Input rows >>
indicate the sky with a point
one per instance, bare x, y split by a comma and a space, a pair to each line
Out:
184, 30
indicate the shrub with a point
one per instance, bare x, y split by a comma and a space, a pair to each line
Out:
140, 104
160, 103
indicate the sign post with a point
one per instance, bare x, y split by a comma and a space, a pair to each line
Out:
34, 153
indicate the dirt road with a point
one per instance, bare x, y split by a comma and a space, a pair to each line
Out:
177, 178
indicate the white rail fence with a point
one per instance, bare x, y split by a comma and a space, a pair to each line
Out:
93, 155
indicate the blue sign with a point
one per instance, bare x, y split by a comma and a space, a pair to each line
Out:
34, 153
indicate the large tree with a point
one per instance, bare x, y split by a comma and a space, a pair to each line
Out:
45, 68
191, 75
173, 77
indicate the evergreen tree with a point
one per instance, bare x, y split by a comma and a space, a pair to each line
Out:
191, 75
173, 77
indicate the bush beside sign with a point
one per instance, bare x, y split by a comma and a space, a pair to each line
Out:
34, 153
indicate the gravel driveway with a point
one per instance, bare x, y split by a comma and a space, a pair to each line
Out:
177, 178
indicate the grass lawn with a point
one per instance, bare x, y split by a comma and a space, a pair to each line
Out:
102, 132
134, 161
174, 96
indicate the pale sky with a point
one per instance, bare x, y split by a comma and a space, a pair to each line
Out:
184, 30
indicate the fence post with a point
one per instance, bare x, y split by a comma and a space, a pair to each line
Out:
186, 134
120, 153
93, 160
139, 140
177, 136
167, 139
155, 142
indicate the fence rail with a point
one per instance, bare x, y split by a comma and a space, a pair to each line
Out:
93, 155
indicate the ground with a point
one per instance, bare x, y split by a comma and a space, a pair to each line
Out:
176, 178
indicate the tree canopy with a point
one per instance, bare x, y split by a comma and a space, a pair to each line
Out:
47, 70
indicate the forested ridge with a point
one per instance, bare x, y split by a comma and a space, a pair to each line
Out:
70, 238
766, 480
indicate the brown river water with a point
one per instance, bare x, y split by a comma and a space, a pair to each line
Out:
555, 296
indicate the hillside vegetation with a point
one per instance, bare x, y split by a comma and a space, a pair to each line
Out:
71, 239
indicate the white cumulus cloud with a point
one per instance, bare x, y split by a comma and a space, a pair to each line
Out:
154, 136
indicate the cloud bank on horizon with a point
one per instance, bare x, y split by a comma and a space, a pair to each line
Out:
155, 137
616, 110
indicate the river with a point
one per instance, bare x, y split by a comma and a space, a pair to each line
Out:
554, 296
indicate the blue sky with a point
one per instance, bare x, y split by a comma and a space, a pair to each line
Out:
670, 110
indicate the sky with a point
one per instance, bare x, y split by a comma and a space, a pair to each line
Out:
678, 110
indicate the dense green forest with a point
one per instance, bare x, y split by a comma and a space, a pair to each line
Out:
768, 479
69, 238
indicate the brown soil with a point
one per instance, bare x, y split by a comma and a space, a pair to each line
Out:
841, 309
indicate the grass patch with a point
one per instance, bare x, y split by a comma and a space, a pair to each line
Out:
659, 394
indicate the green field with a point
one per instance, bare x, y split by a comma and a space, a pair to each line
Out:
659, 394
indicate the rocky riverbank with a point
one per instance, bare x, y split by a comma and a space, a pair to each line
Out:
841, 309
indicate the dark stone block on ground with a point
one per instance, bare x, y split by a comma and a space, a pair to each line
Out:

Problem statement >> Starting with the line containing "indicate the dark" and going on through the end of the records above, lay out each line as a row of a Markdown table with columns Row and Line, leaving out blank lines.

Result >>
| Row | Line |
|---|---|
| 1 | indicate the dark stone block on ground with a point |
| 2 | one per instance, bare x, y split by a comma and a space, a pair to each line |
| 3 | Out: |